__The problem__
Extract every line of the rows that contains the word "shoulder", treating uppercase and lowercase as different.

↓

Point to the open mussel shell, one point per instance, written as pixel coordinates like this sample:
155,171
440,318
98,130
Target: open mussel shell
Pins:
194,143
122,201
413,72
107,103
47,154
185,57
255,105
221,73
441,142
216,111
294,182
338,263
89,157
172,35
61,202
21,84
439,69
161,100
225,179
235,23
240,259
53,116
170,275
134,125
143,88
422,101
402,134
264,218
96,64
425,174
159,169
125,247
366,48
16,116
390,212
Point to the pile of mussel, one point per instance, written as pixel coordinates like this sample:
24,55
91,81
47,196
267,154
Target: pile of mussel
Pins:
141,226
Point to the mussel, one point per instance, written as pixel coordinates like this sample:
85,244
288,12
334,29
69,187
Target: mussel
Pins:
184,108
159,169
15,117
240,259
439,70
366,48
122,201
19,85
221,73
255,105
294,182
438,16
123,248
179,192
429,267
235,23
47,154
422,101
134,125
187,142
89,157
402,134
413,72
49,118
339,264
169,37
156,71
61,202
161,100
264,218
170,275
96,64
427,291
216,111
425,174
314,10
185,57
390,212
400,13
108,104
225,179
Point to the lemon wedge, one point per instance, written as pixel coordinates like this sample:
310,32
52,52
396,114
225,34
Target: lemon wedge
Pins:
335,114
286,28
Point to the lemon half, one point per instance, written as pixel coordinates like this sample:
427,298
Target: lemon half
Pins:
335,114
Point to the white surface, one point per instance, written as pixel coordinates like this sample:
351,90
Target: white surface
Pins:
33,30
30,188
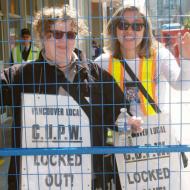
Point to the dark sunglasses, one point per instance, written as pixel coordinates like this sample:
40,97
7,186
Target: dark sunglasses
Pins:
122,25
57,34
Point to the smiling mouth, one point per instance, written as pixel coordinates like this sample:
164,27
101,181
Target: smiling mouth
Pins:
129,38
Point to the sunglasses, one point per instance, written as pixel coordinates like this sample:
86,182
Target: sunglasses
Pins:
57,34
122,25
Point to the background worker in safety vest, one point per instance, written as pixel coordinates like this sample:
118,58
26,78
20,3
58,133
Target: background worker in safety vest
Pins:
25,51
130,42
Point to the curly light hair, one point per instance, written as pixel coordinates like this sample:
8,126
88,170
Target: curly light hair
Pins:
50,15
112,44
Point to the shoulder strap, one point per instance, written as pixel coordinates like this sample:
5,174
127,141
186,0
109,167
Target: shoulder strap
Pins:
140,86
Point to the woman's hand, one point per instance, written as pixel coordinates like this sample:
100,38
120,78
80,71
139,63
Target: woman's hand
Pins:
135,123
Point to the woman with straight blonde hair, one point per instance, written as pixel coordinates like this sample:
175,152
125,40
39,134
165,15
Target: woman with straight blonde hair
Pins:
144,70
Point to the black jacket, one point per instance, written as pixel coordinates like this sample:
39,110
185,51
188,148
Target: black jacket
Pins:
41,77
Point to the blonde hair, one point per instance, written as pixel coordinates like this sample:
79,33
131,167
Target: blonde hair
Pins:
112,44
48,16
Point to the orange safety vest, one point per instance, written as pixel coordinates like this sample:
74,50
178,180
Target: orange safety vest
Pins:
147,72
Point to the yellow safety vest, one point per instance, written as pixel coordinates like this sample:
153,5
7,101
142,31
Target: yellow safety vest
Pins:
146,76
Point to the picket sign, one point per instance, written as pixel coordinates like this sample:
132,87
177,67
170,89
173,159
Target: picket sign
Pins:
151,171
54,121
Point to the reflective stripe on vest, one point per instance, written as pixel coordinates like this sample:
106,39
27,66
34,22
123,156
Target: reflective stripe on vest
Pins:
146,76
17,55
117,71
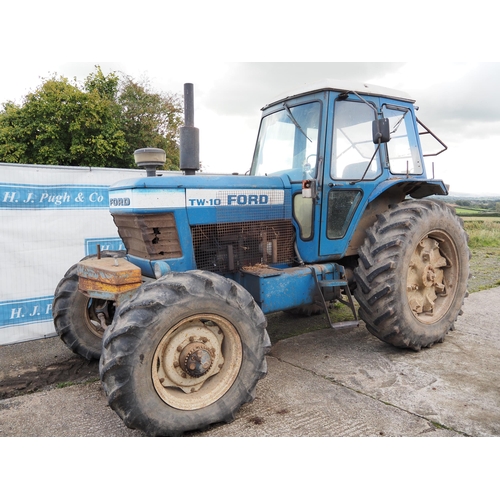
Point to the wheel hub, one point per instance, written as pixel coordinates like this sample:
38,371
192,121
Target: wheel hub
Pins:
195,359
425,281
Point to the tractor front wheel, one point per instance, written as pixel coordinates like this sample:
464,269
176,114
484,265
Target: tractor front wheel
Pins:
185,352
79,320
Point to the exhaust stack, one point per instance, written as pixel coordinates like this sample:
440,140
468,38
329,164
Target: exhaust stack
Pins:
189,135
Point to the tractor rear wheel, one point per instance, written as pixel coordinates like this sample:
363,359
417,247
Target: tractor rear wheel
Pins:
185,352
412,274
78,319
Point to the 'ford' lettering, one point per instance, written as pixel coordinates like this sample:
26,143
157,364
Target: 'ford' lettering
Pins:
251,199
119,202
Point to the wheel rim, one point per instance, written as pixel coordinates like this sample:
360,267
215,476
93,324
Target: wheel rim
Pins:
93,319
197,361
432,277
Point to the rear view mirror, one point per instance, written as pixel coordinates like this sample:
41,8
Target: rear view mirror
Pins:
381,131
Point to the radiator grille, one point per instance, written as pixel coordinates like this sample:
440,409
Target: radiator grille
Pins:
149,236
227,247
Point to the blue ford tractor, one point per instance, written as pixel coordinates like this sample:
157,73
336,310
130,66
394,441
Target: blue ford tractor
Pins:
337,202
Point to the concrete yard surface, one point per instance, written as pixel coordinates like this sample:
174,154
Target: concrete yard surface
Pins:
325,383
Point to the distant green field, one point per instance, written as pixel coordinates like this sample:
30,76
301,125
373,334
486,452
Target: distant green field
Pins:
483,231
468,211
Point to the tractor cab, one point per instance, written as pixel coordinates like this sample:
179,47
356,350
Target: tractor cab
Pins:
342,147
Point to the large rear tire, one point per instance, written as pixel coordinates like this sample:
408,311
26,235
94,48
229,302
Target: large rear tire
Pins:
412,274
185,352
77,318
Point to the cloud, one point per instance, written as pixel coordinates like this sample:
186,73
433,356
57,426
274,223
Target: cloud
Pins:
467,106
246,87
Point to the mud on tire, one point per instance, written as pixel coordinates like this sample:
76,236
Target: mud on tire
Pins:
185,352
412,274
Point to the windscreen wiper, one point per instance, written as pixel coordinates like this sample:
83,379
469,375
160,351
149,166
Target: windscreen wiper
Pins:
289,113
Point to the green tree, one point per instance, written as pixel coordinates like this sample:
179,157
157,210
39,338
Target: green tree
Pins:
98,123
151,119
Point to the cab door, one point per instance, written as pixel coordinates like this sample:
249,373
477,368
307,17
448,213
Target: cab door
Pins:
353,164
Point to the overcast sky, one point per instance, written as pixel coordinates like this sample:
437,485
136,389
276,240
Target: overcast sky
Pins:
459,103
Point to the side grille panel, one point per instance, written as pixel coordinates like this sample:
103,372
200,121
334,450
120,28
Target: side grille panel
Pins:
227,247
149,236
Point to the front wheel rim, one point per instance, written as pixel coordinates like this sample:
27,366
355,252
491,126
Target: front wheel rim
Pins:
197,361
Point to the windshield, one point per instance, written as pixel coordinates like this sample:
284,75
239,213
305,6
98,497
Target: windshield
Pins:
288,139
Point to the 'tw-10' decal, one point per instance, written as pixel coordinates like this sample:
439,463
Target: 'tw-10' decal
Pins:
246,197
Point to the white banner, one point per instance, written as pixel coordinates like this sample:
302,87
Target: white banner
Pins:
51,217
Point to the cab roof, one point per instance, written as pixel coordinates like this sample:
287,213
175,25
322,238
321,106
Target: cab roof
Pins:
342,85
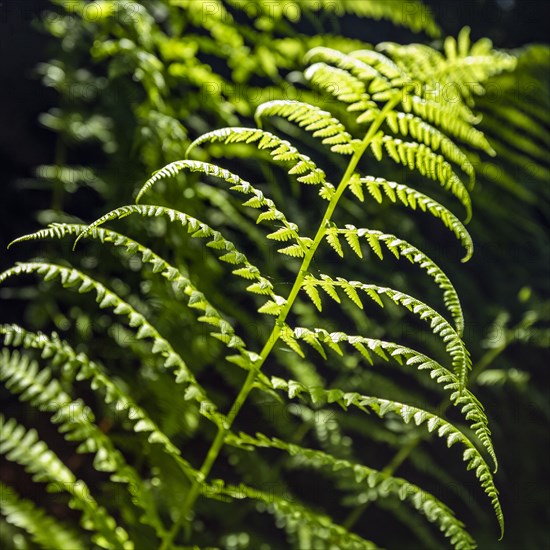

↑

__Full output__
Point to the shoulder strap, one point per instance, written as pixel coordinates like this sample:
Target: shoulder strap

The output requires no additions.